--- begin ENTRIES SUPPLIED ---

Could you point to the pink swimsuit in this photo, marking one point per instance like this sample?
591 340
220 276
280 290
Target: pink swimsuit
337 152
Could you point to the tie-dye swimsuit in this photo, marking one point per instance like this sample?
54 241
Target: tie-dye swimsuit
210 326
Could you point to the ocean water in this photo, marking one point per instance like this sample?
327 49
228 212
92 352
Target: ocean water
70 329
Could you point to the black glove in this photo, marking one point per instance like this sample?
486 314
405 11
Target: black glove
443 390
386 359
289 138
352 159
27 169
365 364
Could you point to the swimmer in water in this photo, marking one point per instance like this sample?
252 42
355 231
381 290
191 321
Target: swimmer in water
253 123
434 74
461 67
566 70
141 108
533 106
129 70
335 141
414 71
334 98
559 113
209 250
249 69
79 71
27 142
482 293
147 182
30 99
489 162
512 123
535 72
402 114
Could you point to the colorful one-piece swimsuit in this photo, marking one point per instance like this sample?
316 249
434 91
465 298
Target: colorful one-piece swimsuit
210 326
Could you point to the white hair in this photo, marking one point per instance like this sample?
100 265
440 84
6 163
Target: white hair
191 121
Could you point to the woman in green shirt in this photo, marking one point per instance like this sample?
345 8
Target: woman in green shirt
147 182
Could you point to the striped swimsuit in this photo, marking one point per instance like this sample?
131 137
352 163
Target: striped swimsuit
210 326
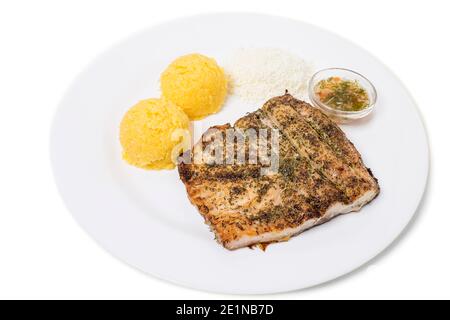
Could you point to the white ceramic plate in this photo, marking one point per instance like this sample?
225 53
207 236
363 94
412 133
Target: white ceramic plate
145 219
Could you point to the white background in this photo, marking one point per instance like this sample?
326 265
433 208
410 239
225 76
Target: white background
43 46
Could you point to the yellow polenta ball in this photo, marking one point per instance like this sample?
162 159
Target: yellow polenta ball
150 133
196 84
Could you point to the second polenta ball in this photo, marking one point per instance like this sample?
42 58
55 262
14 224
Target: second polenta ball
196 84
153 133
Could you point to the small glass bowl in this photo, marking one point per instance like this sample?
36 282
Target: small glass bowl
341 115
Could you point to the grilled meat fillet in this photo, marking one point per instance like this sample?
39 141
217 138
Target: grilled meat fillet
320 175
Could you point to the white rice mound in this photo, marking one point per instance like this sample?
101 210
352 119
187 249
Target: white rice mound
258 74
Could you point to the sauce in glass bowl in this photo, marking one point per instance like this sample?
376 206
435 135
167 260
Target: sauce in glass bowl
342 94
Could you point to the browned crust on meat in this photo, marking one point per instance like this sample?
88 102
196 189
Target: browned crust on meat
319 168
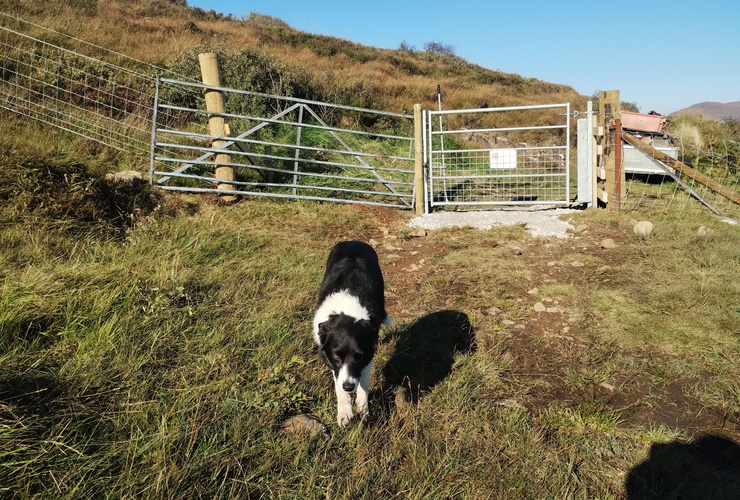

--- end ENTRIES SUPPLIED ---

INSTRUCTION - Reproduce the records verbatim, from the line containing "Could you point to the browned" down through the end of the records. Omit the pictures from your reply.

RESULT FOR THIS EXERCISE -
Could you point to the browned crust on meat in this photo, marking one point per instance like this sample?
88 102
196 189
Target: browned crust on meat
319 168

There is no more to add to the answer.